> [Request]: In the records below, find the line containing "In this exercise you will tag the roof"; give it again exactly, along with every line that follows, and nothing else.

Photo object pointing records
───
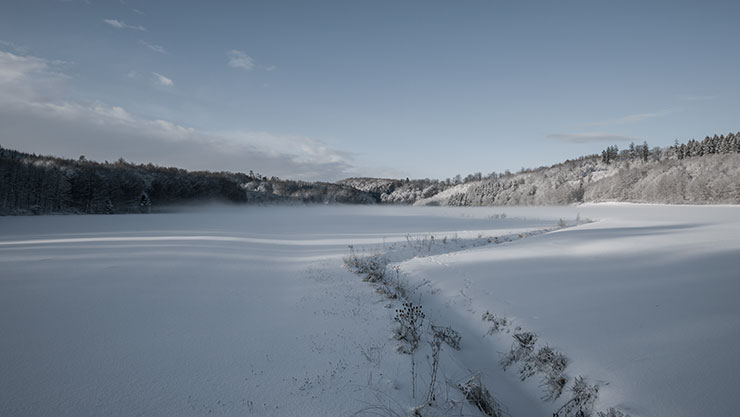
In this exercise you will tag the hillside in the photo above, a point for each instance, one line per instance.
(698, 172)
(709, 179)
(33, 184)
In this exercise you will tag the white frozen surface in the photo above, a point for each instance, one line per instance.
(239, 311)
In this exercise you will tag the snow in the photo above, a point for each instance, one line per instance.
(239, 311)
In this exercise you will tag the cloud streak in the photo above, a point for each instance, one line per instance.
(632, 118)
(162, 80)
(239, 59)
(592, 137)
(119, 24)
(35, 118)
(154, 47)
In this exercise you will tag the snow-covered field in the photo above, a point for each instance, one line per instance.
(250, 311)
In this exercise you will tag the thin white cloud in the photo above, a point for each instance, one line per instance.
(14, 46)
(632, 118)
(592, 137)
(695, 97)
(162, 80)
(38, 119)
(239, 59)
(154, 47)
(119, 24)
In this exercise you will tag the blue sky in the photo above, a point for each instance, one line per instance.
(327, 90)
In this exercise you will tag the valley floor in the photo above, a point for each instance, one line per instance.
(239, 311)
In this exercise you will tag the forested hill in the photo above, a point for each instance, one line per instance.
(32, 184)
(697, 172)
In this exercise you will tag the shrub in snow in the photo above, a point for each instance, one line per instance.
(410, 319)
(581, 403)
(612, 412)
(551, 364)
(477, 394)
(521, 348)
(497, 323)
(447, 335)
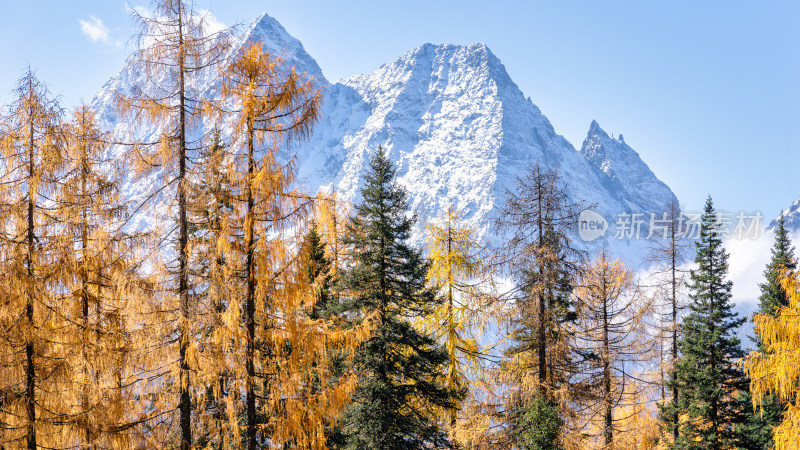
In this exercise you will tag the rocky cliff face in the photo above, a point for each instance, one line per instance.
(458, 128)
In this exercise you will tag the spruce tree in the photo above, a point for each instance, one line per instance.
(399, 392)
(707, 373)
(760, 423)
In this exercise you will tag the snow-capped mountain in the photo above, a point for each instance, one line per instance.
(457, 127)
(791, 216)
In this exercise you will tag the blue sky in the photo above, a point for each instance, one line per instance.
(707, 92)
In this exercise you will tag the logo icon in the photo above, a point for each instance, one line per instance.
(591, 225)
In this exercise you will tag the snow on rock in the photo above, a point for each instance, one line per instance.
(458, 128)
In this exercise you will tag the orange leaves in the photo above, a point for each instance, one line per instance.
(776, 370)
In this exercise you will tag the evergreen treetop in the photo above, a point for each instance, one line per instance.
(707, 371)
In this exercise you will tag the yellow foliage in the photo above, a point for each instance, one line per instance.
(776, 371)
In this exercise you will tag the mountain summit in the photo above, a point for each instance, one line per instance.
(455, 124)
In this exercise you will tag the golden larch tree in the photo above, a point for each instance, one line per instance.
(175, 50)
(31, 369)
(100, 286)
(775, 370)
(459, 274)
(285, 350)
(612, 329)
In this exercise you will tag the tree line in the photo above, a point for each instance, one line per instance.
(255, 315)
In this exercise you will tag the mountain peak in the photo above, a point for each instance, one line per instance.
(624, 169)
(595, 131)
(267, 30)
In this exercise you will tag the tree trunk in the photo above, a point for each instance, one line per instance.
(30, 371)
(250, 307)
(185, 405)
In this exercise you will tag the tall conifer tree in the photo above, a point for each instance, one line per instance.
(399, 392)
(707, 372)
(760, 423)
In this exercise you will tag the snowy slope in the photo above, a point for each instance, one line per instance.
(455, 124)
(791, 217)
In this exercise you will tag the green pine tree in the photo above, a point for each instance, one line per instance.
(759, 423)
(707, 373)
(394, 404)
(538, 426)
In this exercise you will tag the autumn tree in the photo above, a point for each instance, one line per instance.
(769, 414)
(273, 104)
(538, 217)
(612, 329)
(175, 51)
(399, 388)
(33, 162)
(774, 371)
(459, 275)
(102, 287)
(707, 372)
(667, 256)
(214, 266)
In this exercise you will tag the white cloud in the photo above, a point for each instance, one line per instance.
(95, 30)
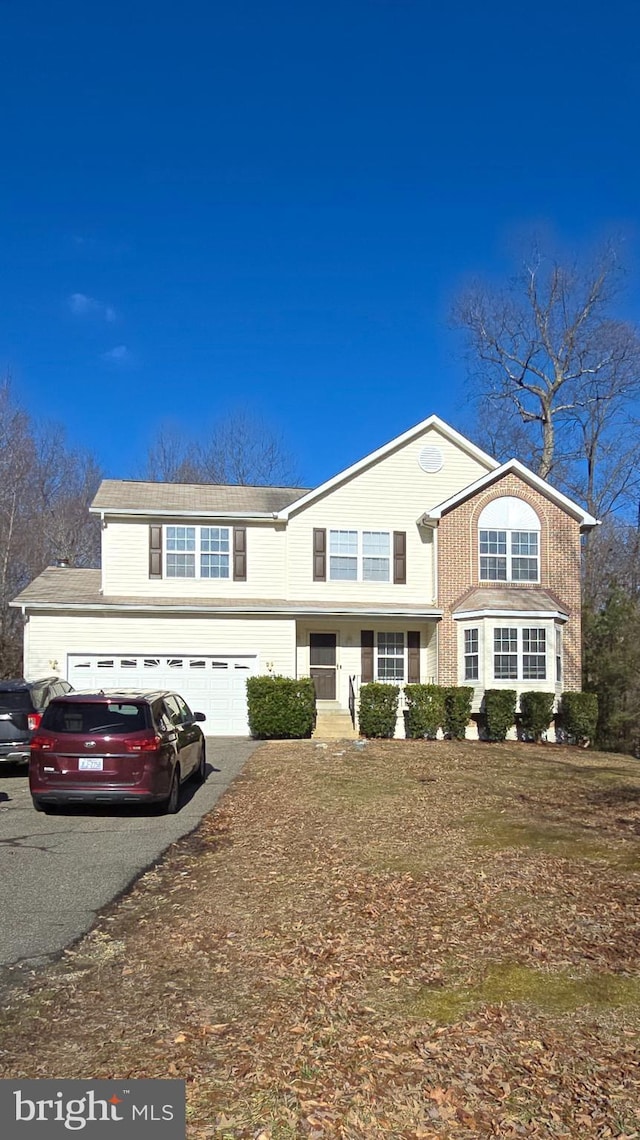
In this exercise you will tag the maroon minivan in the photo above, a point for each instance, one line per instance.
(115, 747)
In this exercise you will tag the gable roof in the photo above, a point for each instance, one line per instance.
(515, 466)
(450, 433)
(124, 496)
(75, 589)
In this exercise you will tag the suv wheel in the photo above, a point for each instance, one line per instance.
(200, 774)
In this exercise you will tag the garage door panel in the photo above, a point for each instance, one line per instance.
(213, 685)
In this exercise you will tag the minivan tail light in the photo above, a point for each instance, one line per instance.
(144, 744)
(45, 743)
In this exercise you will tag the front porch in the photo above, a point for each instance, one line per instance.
(340, 654)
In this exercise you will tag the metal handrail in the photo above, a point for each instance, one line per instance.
(353, 699)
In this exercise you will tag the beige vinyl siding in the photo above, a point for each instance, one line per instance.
(393, 495)
(126, 561)
(51, 636)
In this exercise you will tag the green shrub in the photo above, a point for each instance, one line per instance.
(424, 710)
(578, 716)
(536, 713)
(281, 708)
(458, 710)
(379, 708)
(500, 711)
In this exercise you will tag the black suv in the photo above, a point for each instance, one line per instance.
(22, 705)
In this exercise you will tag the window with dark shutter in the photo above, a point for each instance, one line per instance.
(399, 558)
(413, 650)
(155, 552)
(366, 665)
(320, 555)
(240, 553)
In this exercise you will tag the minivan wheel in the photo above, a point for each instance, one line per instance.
(171, 803)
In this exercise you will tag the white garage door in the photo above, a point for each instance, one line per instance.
(213, 685)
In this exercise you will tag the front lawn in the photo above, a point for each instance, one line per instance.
(397, 939)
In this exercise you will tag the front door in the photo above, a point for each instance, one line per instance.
(322, 656)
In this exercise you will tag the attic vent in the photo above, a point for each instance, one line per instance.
(431, 459)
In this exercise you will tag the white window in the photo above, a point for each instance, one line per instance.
(213, 552)
(359, 556)
(534, 654)
(390, 657)
(519, 654)
(471, 654)
(505, 654)
(197, 552)
(509, 542)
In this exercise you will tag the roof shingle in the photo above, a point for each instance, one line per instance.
(129, 495)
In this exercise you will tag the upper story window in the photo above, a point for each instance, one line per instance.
(509, 542)
(197, 552)
(519, 653)
(359, 555)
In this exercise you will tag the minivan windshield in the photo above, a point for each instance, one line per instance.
(114, 718)
(16, 701)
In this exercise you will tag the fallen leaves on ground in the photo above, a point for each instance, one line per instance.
(407, 939)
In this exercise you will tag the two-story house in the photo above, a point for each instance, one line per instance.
(424, 561)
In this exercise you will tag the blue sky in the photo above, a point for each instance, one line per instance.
(269, 204)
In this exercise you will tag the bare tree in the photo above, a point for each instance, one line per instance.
(548, 356)
(45, 494)
(241, 449)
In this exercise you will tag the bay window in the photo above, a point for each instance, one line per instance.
(471, 657)
(519, 653)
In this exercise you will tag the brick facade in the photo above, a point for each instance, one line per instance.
(559, 570)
───
> [Result]:
In this exercise you will tag the roof shingle in the photo above, a point for each instance, one line per instance.
(129, 495)
In this exercise you will tag the upper story window in the photo above, a point for each instance, one line per instance.
(509, 542)
(197, 552)
(519, 653)
(359, 555)
In this exercise you will tag the minivan windshield in the photo above, a point for each instance, one line per instance.
(114, 718)
(16, 701)
In this exercise you will tag the fallen leaves on ground in the photo above, a point for each instance, one line per instance.
(407, 939)
In this exercise you will tag the two-story house in the photo above, a point for each instance, one line per instance.
(424, 561)
In this exercise you will tag the blue sky in the photo above, a point for each instance, one line per instance.
(269, 204)
In this exercise you will tag the bare tree in the photo above, a point for each instance, one line per instance.
(548, 356)
(45, 494)
(241, 449)
In this exercise you will tag the bay window in the photo above, a point for each instance, one line per instance.
(471, 657)
(519, 653)
In this exercise you will tag the brick facade in the photo above, a point for each instance, one line per instance.
(559, 570)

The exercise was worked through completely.